◆ WHAT YOU SHOULD DO
When you reach the line in the data below that contains "Target: squirrel's hind foot", please start repeating lines exactly, and stop after the line that contains "squirrel's ear in the picture above.", repeating nothing else.

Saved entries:
====================
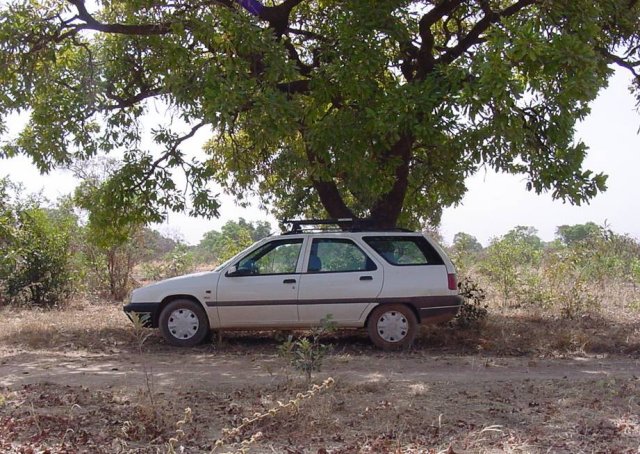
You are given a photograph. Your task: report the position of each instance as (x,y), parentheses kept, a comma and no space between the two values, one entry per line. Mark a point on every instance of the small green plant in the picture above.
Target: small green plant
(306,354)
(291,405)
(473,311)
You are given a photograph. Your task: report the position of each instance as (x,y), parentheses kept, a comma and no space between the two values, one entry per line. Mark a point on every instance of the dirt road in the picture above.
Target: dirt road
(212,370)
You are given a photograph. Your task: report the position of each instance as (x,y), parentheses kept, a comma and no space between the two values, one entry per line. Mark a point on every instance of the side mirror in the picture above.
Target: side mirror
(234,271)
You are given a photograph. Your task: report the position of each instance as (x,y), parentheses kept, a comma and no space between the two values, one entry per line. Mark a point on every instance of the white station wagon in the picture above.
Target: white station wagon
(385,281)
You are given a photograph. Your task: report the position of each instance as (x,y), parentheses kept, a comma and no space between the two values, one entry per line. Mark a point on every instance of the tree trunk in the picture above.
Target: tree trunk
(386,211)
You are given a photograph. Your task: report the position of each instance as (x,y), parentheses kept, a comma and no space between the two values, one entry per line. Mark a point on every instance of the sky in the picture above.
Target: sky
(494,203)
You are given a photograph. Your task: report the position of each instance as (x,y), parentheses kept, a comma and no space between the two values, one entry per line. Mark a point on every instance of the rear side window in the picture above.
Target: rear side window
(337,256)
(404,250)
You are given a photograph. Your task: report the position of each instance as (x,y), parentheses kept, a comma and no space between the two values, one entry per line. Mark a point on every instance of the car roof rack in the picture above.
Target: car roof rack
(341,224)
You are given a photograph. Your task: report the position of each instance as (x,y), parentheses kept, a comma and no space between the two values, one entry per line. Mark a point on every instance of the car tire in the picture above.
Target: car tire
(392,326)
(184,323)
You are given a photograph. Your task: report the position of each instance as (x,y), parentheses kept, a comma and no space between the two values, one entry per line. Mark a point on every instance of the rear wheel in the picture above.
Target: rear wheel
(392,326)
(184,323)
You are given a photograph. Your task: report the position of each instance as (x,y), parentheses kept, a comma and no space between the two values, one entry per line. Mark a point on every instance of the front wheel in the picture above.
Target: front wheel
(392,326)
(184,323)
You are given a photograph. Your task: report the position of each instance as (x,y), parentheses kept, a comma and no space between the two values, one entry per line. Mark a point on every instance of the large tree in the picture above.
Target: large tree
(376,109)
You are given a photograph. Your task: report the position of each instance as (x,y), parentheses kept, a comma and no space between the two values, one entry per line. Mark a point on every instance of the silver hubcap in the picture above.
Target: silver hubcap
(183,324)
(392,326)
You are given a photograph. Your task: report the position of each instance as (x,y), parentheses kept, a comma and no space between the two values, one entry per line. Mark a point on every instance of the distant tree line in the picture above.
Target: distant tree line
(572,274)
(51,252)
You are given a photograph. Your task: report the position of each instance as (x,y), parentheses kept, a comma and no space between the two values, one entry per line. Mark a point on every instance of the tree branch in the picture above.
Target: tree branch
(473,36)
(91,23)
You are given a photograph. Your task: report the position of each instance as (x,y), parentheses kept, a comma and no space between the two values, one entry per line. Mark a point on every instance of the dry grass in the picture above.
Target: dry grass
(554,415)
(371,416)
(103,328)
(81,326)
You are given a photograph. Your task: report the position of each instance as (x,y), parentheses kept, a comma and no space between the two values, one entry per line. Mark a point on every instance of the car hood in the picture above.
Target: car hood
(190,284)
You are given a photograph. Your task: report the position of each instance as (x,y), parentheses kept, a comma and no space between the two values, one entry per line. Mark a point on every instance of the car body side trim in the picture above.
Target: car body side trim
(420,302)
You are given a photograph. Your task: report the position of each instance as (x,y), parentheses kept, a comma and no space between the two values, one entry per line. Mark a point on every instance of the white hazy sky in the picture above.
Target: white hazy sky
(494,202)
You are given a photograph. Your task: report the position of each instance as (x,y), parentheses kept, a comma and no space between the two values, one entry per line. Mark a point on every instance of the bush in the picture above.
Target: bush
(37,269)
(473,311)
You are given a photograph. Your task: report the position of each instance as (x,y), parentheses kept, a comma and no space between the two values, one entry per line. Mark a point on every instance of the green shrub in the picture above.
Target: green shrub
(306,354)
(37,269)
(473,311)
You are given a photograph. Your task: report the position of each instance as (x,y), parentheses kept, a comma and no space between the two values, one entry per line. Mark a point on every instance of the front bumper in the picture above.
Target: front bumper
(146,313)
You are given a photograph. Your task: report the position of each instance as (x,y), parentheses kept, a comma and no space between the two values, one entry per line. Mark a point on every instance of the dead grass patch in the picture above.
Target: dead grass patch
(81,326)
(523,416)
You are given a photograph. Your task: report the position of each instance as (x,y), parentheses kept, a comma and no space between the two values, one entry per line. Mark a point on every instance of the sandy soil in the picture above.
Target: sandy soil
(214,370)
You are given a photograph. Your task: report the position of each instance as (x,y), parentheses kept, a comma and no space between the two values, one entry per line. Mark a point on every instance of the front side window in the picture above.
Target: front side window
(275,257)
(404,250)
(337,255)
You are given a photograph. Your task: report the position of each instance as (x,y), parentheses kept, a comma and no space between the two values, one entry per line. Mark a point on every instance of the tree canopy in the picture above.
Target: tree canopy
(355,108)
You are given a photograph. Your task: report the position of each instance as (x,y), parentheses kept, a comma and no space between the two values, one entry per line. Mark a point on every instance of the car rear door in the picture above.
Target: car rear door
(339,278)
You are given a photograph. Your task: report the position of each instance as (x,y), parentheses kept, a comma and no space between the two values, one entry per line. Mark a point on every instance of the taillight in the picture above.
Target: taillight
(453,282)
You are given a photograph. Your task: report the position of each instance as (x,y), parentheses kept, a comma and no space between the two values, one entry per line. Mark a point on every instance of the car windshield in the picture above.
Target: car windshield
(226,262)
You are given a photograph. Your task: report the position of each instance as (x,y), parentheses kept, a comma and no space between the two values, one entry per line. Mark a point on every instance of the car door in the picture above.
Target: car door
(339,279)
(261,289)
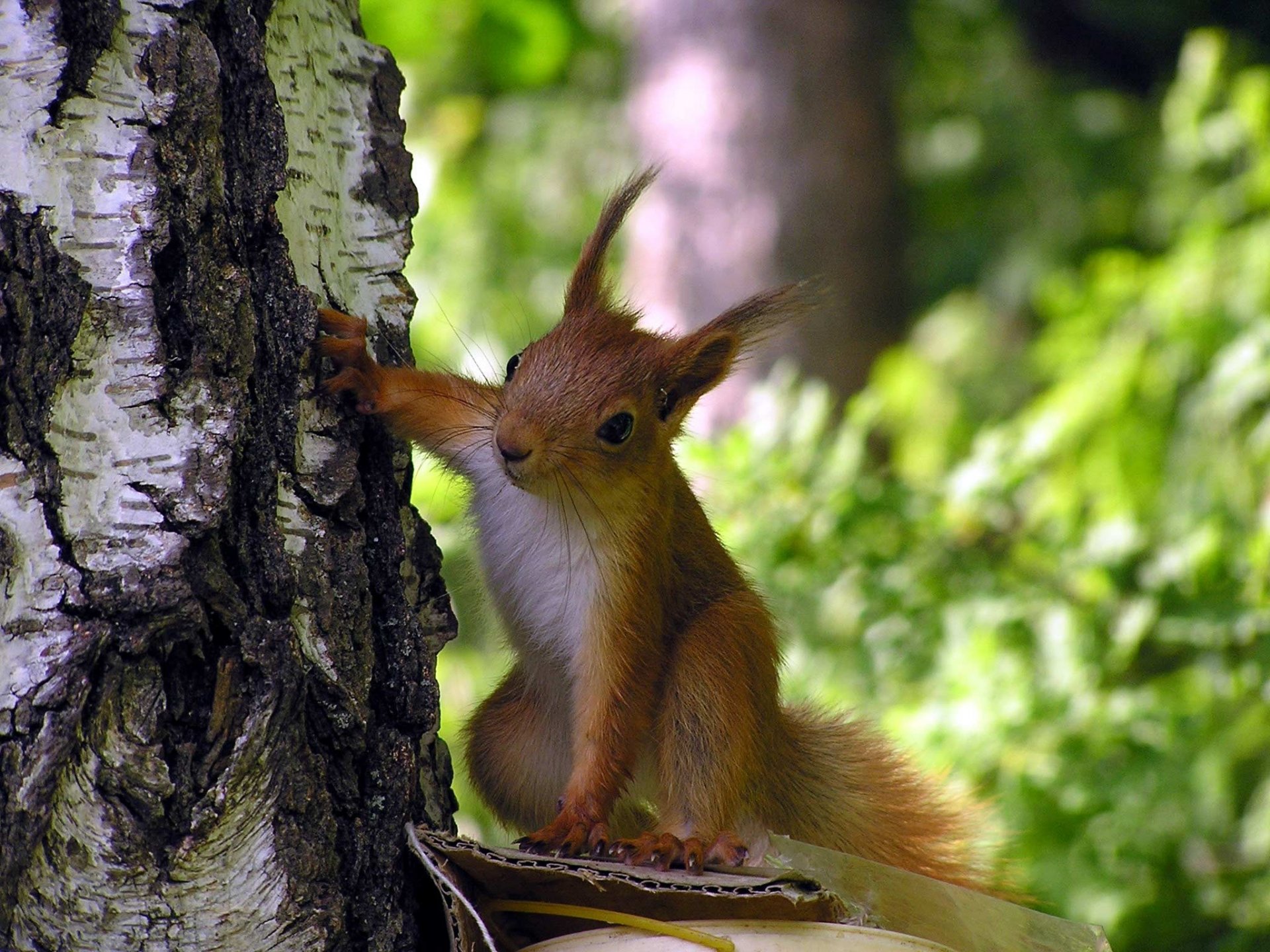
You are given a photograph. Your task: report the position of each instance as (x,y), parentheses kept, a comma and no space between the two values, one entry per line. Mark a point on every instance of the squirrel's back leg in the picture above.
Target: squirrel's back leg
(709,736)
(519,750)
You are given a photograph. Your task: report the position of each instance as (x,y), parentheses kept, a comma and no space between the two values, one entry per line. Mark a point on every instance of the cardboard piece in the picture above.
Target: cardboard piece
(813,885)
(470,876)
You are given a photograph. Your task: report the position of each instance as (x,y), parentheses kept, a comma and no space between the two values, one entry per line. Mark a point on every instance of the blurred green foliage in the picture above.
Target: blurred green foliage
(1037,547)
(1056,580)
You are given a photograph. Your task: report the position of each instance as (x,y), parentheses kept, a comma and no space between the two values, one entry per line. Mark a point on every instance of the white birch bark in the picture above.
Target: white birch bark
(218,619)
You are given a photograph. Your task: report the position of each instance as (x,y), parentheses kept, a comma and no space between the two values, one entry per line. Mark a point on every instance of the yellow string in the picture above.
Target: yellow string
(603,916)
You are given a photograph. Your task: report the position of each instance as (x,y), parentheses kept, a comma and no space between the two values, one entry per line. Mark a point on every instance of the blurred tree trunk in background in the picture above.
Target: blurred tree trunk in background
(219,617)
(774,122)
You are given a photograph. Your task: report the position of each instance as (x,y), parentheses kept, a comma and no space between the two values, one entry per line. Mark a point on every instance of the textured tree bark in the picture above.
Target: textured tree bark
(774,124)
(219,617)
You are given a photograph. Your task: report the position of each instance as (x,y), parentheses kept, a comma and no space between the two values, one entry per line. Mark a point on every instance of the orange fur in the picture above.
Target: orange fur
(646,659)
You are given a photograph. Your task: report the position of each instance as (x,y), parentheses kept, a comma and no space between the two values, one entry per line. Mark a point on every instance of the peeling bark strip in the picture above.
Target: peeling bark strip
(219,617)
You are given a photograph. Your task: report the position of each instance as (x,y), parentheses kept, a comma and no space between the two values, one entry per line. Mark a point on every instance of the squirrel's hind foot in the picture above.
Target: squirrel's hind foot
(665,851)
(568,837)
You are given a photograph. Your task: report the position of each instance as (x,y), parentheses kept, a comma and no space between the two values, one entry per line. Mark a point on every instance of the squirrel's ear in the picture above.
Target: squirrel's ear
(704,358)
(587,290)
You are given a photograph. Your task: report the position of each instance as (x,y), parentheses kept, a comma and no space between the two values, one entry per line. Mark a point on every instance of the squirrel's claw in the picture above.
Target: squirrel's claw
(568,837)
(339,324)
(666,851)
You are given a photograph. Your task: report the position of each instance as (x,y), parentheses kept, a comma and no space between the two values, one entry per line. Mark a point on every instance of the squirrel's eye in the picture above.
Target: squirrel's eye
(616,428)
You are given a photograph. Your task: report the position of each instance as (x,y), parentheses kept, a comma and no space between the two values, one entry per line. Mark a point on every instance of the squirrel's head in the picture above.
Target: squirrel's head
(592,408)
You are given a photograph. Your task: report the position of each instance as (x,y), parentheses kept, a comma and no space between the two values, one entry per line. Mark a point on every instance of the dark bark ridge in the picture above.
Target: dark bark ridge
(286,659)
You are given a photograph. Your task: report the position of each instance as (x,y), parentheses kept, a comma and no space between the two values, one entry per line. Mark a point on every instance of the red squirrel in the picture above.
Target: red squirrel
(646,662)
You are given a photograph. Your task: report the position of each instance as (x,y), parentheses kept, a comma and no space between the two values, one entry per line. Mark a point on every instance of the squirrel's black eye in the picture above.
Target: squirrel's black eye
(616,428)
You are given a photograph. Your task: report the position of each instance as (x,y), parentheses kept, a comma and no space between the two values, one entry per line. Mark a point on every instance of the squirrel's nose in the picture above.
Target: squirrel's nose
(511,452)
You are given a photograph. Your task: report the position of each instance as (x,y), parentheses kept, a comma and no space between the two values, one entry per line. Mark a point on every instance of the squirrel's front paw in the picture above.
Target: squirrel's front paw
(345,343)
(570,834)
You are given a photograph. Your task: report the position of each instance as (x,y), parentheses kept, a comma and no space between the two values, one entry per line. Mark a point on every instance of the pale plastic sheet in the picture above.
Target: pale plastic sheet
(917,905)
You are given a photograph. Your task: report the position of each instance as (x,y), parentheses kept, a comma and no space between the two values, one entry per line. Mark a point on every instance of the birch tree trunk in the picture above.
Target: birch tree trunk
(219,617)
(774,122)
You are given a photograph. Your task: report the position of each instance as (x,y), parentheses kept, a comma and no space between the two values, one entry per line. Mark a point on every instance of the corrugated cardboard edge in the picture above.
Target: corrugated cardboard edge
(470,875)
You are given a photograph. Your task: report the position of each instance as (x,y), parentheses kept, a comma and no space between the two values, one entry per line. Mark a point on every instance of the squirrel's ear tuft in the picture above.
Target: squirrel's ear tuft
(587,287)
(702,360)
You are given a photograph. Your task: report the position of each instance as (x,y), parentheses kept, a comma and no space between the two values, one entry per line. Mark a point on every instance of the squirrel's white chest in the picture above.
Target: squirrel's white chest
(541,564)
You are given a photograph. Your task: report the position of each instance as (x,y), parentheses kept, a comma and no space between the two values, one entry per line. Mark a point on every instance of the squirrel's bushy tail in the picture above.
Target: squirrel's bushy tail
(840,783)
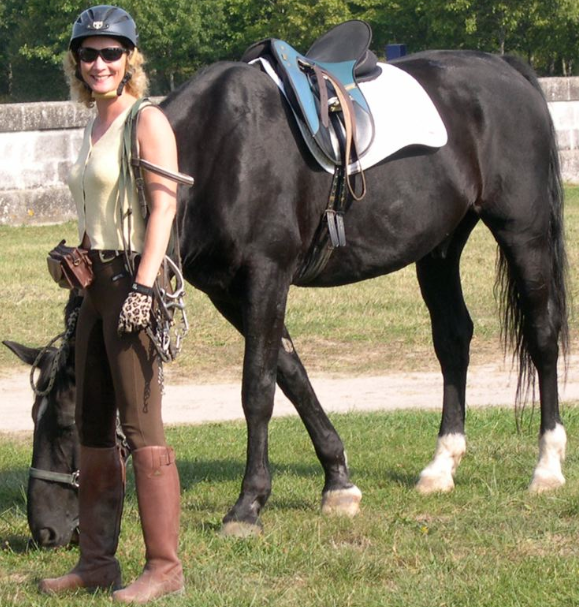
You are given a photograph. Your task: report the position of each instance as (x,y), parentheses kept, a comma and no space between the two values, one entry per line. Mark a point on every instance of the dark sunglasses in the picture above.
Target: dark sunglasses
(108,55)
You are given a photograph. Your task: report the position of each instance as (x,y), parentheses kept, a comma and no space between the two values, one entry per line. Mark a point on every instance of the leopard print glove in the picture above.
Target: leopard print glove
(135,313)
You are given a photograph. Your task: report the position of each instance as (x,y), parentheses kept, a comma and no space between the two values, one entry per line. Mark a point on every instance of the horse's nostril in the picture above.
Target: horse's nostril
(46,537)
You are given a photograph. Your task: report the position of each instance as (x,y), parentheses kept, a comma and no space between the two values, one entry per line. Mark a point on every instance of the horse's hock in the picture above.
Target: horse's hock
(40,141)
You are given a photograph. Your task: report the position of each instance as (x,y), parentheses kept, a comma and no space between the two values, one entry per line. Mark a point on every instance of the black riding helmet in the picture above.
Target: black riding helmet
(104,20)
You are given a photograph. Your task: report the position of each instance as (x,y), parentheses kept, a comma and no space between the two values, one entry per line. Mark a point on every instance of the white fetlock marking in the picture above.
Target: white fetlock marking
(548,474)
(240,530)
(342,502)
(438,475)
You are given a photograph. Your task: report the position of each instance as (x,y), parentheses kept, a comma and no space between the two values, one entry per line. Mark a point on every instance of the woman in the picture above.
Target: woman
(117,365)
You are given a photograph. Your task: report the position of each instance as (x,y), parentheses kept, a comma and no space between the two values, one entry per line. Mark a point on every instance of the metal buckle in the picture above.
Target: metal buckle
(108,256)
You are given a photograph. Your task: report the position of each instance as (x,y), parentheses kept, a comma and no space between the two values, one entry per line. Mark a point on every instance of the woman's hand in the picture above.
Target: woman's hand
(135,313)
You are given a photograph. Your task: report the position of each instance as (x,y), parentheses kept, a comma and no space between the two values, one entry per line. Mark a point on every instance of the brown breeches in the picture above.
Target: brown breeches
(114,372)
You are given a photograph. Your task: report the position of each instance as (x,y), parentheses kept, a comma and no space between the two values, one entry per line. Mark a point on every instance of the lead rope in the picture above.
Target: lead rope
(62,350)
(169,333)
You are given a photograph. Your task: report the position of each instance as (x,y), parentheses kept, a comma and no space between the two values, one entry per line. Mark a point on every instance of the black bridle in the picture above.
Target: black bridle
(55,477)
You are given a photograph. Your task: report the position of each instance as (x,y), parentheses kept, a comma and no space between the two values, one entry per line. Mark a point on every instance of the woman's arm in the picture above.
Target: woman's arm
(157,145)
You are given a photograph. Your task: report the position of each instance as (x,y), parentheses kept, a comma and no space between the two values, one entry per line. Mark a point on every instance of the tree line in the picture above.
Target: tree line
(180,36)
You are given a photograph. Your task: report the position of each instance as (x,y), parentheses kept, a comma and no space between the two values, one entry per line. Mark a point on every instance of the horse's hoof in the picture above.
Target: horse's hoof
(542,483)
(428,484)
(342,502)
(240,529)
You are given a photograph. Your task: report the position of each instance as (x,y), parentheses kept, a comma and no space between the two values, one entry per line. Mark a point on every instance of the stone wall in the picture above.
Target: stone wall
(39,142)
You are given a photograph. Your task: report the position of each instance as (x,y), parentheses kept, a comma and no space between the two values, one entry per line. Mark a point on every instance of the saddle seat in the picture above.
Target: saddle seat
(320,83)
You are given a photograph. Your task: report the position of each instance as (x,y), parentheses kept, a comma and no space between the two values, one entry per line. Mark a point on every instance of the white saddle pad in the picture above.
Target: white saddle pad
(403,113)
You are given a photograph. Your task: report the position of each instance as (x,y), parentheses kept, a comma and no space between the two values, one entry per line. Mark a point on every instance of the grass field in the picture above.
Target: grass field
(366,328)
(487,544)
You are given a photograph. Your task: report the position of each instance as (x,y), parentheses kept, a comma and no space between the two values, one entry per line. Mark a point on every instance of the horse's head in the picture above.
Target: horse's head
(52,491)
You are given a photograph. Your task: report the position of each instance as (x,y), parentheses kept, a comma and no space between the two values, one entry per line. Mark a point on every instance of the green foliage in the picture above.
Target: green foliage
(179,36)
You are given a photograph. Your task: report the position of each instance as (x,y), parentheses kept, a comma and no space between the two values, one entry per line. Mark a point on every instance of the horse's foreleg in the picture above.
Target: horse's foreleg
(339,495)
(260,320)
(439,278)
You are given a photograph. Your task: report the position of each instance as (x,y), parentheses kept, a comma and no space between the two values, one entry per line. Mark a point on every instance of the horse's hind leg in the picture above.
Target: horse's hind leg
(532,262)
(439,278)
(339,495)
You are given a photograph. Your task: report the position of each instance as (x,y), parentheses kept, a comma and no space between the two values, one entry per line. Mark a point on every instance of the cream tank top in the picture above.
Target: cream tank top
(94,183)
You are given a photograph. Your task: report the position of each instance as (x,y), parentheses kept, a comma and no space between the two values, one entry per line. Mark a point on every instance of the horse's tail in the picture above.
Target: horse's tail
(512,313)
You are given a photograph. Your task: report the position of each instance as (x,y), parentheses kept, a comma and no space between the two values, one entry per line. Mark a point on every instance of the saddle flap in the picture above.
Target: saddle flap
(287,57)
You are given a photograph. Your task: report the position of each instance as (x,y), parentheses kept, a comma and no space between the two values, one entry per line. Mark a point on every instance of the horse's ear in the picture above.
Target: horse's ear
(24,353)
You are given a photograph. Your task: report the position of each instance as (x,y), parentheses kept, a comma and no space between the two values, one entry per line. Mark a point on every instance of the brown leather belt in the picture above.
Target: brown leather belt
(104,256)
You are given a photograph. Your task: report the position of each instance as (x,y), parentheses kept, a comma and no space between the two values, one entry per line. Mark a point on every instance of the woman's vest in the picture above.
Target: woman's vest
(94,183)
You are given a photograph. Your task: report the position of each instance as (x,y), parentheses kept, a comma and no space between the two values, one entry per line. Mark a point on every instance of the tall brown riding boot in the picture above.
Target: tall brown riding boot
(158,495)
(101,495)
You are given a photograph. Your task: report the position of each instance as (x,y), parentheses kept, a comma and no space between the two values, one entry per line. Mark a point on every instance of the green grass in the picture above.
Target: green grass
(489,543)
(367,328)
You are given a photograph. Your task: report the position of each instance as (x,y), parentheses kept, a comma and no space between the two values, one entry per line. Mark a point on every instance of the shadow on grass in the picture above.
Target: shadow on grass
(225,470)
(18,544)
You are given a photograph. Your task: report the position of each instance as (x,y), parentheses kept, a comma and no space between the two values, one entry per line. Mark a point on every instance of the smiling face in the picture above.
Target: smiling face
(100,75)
====================
◆ ANSWER
Target: squirrel's hind foot
(665,851)
(568,837)
You are given a photograph. Your task: report the position of each instance as (x,y), parentheses kept, a comma and no space between the two values, one entry per line. Mark a point on every instance of the squirrel's ear in the picture above.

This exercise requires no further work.